==== Data

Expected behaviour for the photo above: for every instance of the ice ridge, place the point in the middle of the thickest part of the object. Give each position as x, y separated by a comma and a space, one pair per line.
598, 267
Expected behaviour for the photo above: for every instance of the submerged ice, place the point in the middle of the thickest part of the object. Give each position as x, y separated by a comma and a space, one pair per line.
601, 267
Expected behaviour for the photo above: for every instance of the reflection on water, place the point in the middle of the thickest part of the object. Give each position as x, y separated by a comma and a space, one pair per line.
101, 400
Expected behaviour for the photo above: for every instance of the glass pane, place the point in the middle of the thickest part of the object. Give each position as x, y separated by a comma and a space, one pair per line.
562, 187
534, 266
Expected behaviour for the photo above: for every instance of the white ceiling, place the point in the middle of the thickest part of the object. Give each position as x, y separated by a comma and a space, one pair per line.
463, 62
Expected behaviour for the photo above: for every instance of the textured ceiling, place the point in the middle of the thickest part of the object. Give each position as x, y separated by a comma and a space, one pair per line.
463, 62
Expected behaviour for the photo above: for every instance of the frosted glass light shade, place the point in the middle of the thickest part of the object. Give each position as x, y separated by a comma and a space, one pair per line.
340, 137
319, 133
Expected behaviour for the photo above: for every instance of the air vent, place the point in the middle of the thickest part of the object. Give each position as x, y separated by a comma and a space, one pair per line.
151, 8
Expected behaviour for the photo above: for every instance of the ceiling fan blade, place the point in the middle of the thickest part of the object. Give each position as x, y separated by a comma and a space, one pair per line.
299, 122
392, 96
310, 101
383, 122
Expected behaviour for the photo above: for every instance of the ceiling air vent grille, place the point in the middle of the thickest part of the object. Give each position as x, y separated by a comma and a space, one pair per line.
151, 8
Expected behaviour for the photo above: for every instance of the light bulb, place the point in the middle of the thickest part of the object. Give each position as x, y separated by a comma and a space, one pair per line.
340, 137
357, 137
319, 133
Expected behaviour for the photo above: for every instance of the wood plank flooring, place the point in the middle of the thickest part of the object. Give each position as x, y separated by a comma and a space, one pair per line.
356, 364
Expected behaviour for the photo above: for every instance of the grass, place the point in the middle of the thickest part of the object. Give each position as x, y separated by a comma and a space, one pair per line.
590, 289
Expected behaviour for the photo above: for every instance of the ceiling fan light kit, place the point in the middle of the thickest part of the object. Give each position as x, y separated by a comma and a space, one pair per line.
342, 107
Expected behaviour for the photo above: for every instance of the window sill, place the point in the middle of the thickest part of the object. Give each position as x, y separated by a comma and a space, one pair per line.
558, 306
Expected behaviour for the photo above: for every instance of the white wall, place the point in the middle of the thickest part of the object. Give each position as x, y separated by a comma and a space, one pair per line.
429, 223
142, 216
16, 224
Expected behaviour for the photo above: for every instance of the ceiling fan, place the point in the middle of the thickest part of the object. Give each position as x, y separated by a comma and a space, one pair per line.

========

*Task objective:*
Each entry must be reproduced verbatim.

*Output for this task:*
Expected behaviour for the photo above: for every instance of the ice ridge, place the point in the middle of the thickest part of the object. Give each position as x, y separated by a comma and a space, one pair per line.
598, 267
Expected behaviour for the photo above: for every instance of the submerged ice, place the point in the middle of the thickest part of the object. Give each position as x, y separated by a comma and a space, one pair per line.
601, 267
Expected behaviour for the photo above: for every instance of the reflection on water, place the point in the middle of the thickest part of the object. Give each position as x, y separated by a comma and a space, one pair per line.
101, 400
Expected behaviour for the photo above: for every instance of the glass pane, place the point in the middle of the thickest part of the object. Give each position as x, y separated by a comma and a space, one pair per line.
562, 187
534, 266
Expected behaviour for the photo above: for every instance of the white ceiling, place the point in the middle of the thickest part of the object. Give each position as x, y separated by a comma and a space, one pair per line.
463, 62
Expected behaviour for the photo above: for every instance of the textured ceiling, place the point in the middle of the thickest part of the object. Give each position as x, y separated by a comma and a space, one pair per line.
463, 62
Expected behaviour for the photo above: for every instance of the frosted glass light shade, place the point in the middle of the thickest part of the object. Give each position as x, y separated by a comma and a space, one pair per line.
340, 137
319, 133
Expected behaviour for the photo above: for every instance of the air vent, place the point in the middle of the thickest part of the object. Give each position as x, y separated by a comma and a space, one pair per line.
151, 8
Expected behaviour for the photo above: for every instance of the ceiling fan blade, place the point in the middle of the thickest part of the object. Give each position as x, y separated by a comma and a space, one pair per line.
299, 122
392, 96
310, 101
383, 122
Expected behaviour for the photo above: for every instance of the ceiling air vent grille, place the point in the middle of the thickest part of the object. Give each position as x, y separated by a comma and a space, one pair per line.
151, 8
Expected behaviour for the photo above: for every instance of the light bulb, place the point in the middle of the thickest part of the object. Give each position as x, y separated by a comma and a space, one pair per line.
340, 137
357, 137
319, 133
Expected behaviour for the photo above: for every instance of the wood plank flooring, place the point in the middle of the thickest part of the object. Give each position as x, y separated by a comma and a space, one pair per line.
356, 364
Expected behaviour for the photo above: for every instance of the grass, place the point in the middle of the thickest part of the object. Give each position as x, y separated by a comma and a space, one pair per line.
590, 289
Expected behaviour for the photo above: for every instance of the ceiling fan light kit, place the point in the middle of the thickest part of the object. Give each position as x, y separated by a comma and a space, one pair per line.
342, 107
Expected behaviour for the photo above: for every instance of the window sill, place the point in the middle of the thickest part of the object. Give each position as x, y separated by a comma and a space, one pair per line.
558, 306
Expected behaviour for the photo above: for every instance of the white wall, place the point in the middle of the thickest part of the object. Give each position as x, y separated by a comma and a space, one pair per line.
429, 223
142, 216
16, 224
Expected behaviour for the photo above: for every instance of the ceiling fan, place the point in the middle of the thickest part of the object. Give each position as x, y separated by a comma and a space, one pair per line.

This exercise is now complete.